## SELECTED PASSAGE
Why should I take out federal student loans?
Federal student loans for a degree-seeking student are an investment in your future. You should not be afraid to take out federal student loans, but you should be smart about it. Federal student loans offer many benefits compared to other options you may consider when paying for college:
- The interest rate on federal student loans is almost always lower than that on private loans—and much lower than that on a credit card!
- You don’t need a credit check or a cosigner to get most federal student loans.
- You don’t have to begin repaying your federal student loans until after you leave college or drop below half-time.
- If you demonstrate financial need and are enrolled in an undergraduate program, you can qualify to have the government pay your interest while you are in school.
- Federal student loans offer flexible repayment plans and options to postpone your loan payments if you’re having trouble making payments.
- If you work in certain jobs, you may be eligible to have a portion of your federal student loans forgiven if you meet certain conditions.
- You must be enrolled at least half-time.
The number of borrowers at UT Health San Antonio for the last three academic years are below (an average just over 53% for the three years shown):
- Academic year 2022 – 2,207 borrowers with total enrollment of 4,084 students
- Academic year 2021 – 2,149 borrowers with total enrollment of 4,058 students
- Academic year 2020 – 2,141 borrowers with total enrollment of 3,955 students
What should I consider when taking out federal student loans?
Before you take out a loan, it’s important to understand that a loan is a legal obligation that you will be responsible for repaying with interest. You may not have to begin repaying your federal student loans right away, but you don’t have to wait to understand your responsibilities as a borrower.
Be a responsible borrower.
- Keep track of how much you’re borrowing. Think about how the amount of your loans will affect your future finances, and how much you can afford to repay. Your student loan payments should be only a small percentage of your salary after you graduate, so it’s important not to borrow more than you need for your school-related expenses.
- Research starting salaries in your field. Ask your school for starting salaries of recent graduates in your field of study to get an idea of how much you are likely to earn after you graduate. You can use the U.S. Department of Labor’s Occupational Outlook Handbook to estimate salaries for different careers or research employment opportunities advertised in the area where you plan to live to get an idea of a local starting salary. You also can use the Department of Labor’s career search tool to research careers and view the average annual salary for each career.
- Understand the terms of your loan and keep copies of your loan documents. When you sign your promissory note, you are agreeing to repay the loan according to the terms of the note even if you don’t complete your education, can’t get a job after you complete the program, or you didn’t like the education you received.
- Make payments on time. You are required to make payments on time even if you don’t receive a bill, repayment notice, or a reminder. You must pay the full amount required by your repayment plan, as partial payments do not fulfill your obligation to repay your student loan on time.
- Keep in touch with your loan servicer. Notify your loan servicer when you graduate; withdraw from school; drop below half-time status; transfer to another school; or change your name, address, or Social Security number. You also should contact your servicer if you’re having trouble making your scheduled loan payments. Your servicer has several options available to help you keep your loan in good standing.
What types of student loans are available?
Direct Subsidized Loans
These are for undergraduate students with financial need. Your Free Application for Federal Student Aid (FAFSA) will be reviewed to determine the amount you can borrow. You are not charged interest while you’re in school at least half-time and during grace periods and deferment periods. The amounts you can receive are also based on your level in school. Please see www.studentloans.gov to view the annual and aggregate loan limits for undergraduates, graduates, and professional students.

## REQUIRED TASKS
1/ Rewrite the part of the federal student loan page that begins at the words "- You must be" and stops after "a responsible borrower.", swapping "borrowers" for "loan recipients" each time it occurs.
2/ List every piece of advice that the federal student loan page gives under the heading "Be a responsible borrower." Give each as its opening sentence.
Rely only on the federal student loan page above, not on outside knowledge.

## RAW DATA
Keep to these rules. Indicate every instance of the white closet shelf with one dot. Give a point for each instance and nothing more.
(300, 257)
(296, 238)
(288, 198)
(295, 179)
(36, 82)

## ANSWERS TO THE PROBLEMS
1/
- You must be enrolled at least half-time.
The number of loan recipients at UT Health San Antonio for the last three academic years are below (an average just over 53% for the three years shown):
- Academic year 2022 – 2,207 loan recipients with total enrollment of 4,084 students
- Academic year 2021 – 2,149 loan recipients with total enrollment of 4,058 students
- Academic year 2020 – 2,141 loan recipients with total enrollment of 3,955 students
What should I consider when taking out federal student loans?
Before you take out a loan, it’s important to understand that a loan is a legal obligation that you will be responsible for repaying with interest. You may not have to begin repaying your federal student loans right away, but you don’t have to wait to understand your responsibilities as a borrower.
Be a responsible borrower.

2/
- Keep track of how much you're borrowing.
- Research starting salaries in your field.
- Understand the terms of your loan and keep copies of your loan documents.
- Make payments on time.
- Keep in touch with your loan servicer.